## Texte source
De la trivialité héroïque des banalités incomprises
A chaque fois que nous portons le masque, à chaque fois que nous acceptons la piqûre pour pouvoir partir en vacances, à chaque fois que nous faisons mine de prendre au sérieux les délires gouvernementaux, nous hâtons la transformation progressive de notre société en camp de concentration, c'est-à-dire en collectivité dont l'absolu orthopraxique s'est entièrement et définitivement substitué au sens. Pire : nous l'appelons de nos vœux.
Il ne s'agit pas de peser au trébuchet de la Science l'efficacité de telle ou telle de ces pratiques, ou l'intention et les compétences de ceux qui les ont mises en pratique, mais de mesurer le basculement paradigmatique qu'implique la réduction de notre vie sociale à un discours performatif sur l'efficacité, à un protocole de survie encadré par des normes.
Une très grande majorité d'entre nous ne voit pas encore que la totalité de notre édifice social est en train de vaciller sur ses fondations et menace de s'effondrer sur nos têtes. Comme il n'échoit plus à aucun souverain la responsabilité de décider de l'exceptionnel (Carl Schmitt), et donc de circonscrire l'état de droit dans des limites qui en garantissent l'effectivité, voilà que l'exceptionnel déborde de partout, que l'arbitraire devient la norme et que l'"état d'urgence" se confond avec la loi ordinaire. D'institution asservie au bien commun, l'état de droit s'est mué en mythologie fondatrice de l'appétit de puissance et du désir de servitude. Bien qu'ils paraissent contradictoires, ces deux affects sont d'autant plus compatibles et articulés l'un à l'autre qu'ils sont au fond de même nature. N'est-ce pas le même refus de la limitation humaine qui produit chez les uns, sous forme de peur devant la mort, la laisse dont les autres savent se servir pour asseoir leur domination réelle ? Aux uns la crainte biologique et la quête de quiétude par le divertissement, aux autres la haine métaphysique de la finitude et le dépassement de l'angoisse dans l'ivresse du pouvoir.

## Questions à traiter
1. Dans le texte sur l'état de droit et l'état d'urgence, quel auteur est cité à propos de la responsabilité de décider de l'exceptionnel ?
2. Rédigez la suite du texte sur l'état de droit et l'état d'urgence, en partant de sa dernière phrase.

## Données de l'exercice
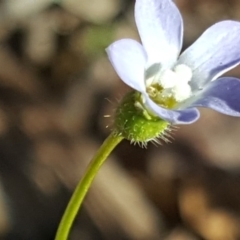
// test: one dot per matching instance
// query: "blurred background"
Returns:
(56, 85)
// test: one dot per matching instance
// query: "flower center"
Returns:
(171, 87)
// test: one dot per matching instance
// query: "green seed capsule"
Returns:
(136, 123)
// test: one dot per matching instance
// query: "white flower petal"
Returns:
(160, 28)
(214, 53)
(128, 59)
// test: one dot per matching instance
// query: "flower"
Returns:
(172, 86)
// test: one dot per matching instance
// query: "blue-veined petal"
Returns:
(222, 95)
(160, 27)
(214, 53)
(128, 59)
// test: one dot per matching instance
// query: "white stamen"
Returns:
(184, 72)
(181, 92)
(168, 79)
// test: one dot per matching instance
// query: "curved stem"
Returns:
(83, 186)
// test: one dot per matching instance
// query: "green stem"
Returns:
(83, 186)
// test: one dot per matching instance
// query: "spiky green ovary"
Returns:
(135, 123)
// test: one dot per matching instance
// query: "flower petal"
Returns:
(222, 95)
(160, 27)
(185, 116)
(214, 53)
(128, 59)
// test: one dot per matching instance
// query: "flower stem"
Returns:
(83, 186)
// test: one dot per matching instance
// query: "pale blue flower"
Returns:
(172, 86)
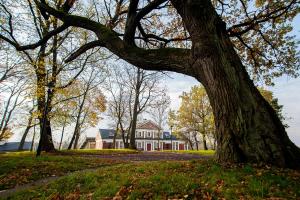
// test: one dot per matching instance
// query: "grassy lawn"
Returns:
(17, 168)
(97, 152)
(172, 180)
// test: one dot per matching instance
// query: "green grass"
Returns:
(172, 180)
(198, 152)
(98, 152)
(17, 168)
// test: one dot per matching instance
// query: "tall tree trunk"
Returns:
(196, 141)
(44, 105)
(191, 144)
(33, 137)
(204, 142)
(115, 136)
(28, 127)
(248, 129)
(62, 134)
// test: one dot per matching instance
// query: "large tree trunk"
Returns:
(204, 142)
(248, 129)
(46, 142)
(28, 127)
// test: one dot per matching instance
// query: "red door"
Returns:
(148, 147)
(181, 146)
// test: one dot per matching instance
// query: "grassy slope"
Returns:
(163, 180)
(18, 168)
(199, 152)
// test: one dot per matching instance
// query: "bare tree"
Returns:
(14, 100)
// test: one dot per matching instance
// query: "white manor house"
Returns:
(147, 139)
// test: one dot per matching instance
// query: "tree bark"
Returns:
(204, 142)
(62, 134)
(28, 127)
(135, 110)
(248, 129)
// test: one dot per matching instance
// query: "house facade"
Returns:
(148, 138)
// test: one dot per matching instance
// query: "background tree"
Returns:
(159, 113)
(14, 100)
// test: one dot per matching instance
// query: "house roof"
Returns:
(168, 136)
(109, 134)
(147, 125)
(12, 146)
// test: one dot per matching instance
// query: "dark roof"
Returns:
(12, 146)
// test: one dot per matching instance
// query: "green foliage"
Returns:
(23, 167)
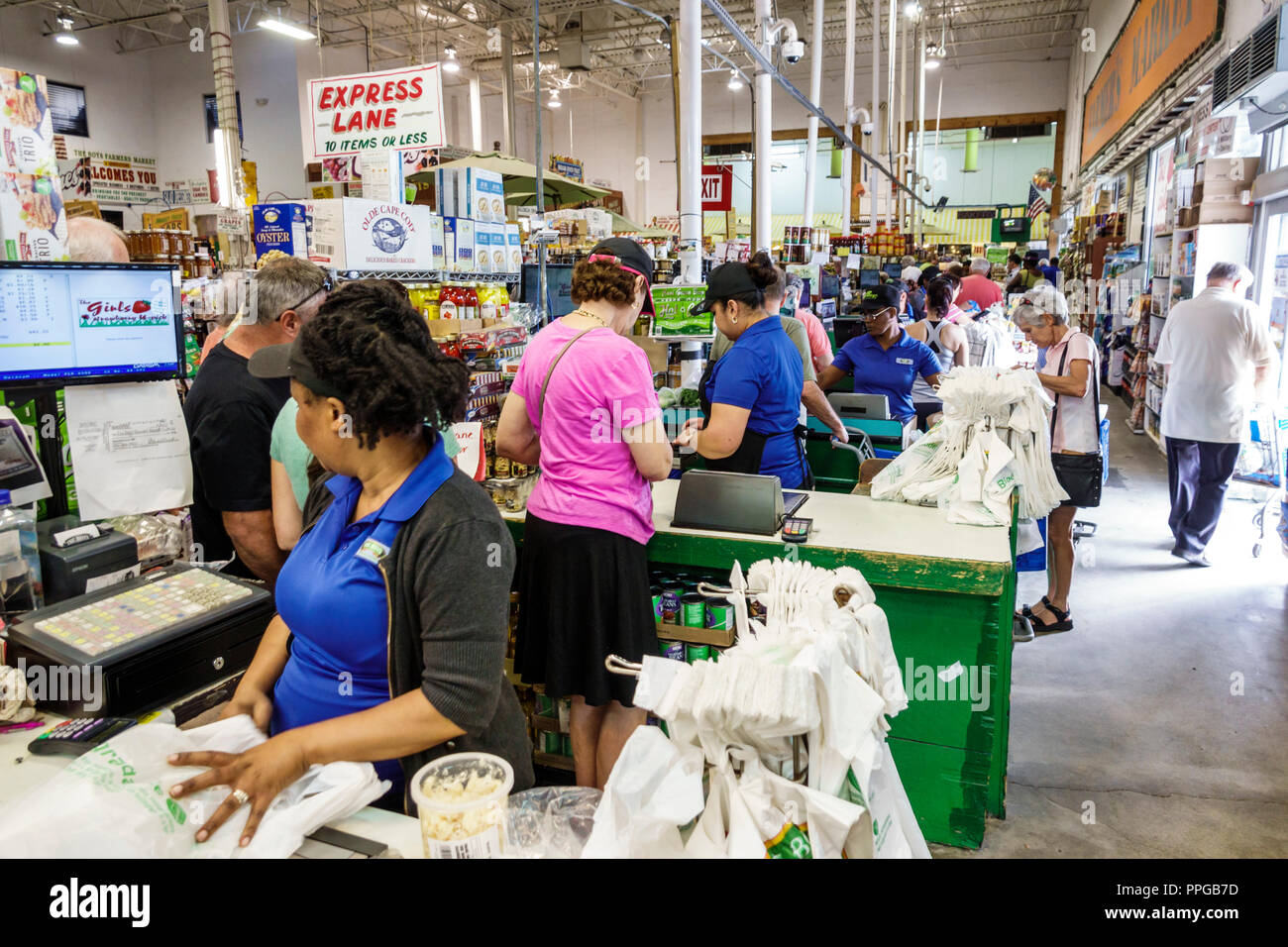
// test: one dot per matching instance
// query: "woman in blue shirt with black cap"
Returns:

## Réponses de l'exercice
1. Carl Schmitt.

2.
Dès lors, sous l'apparence continuée des formes juridiques héritées du passé, plus RIEN ne nous protège, ni institutions, ni justice, ni parti d'opposition. Il faut que nous prenions conscience que nous sommes entièrement nus, livrés sans défense aux appétits déchaînés d'une oligarchie devant laquelle ont été abaissées toutes les barrières sociales, toutes les réactions immunitaires que déploie d'habitude une civilisation quand elle est confrontée à la barbarie.
Nous ne pouvons plus compter sur rien ni personne. Notre avenir est entre nos mains. Il se construit dans les plus petits gestes de notre vie quotidienne, dans la trivialité héroïque des banalités incomprises.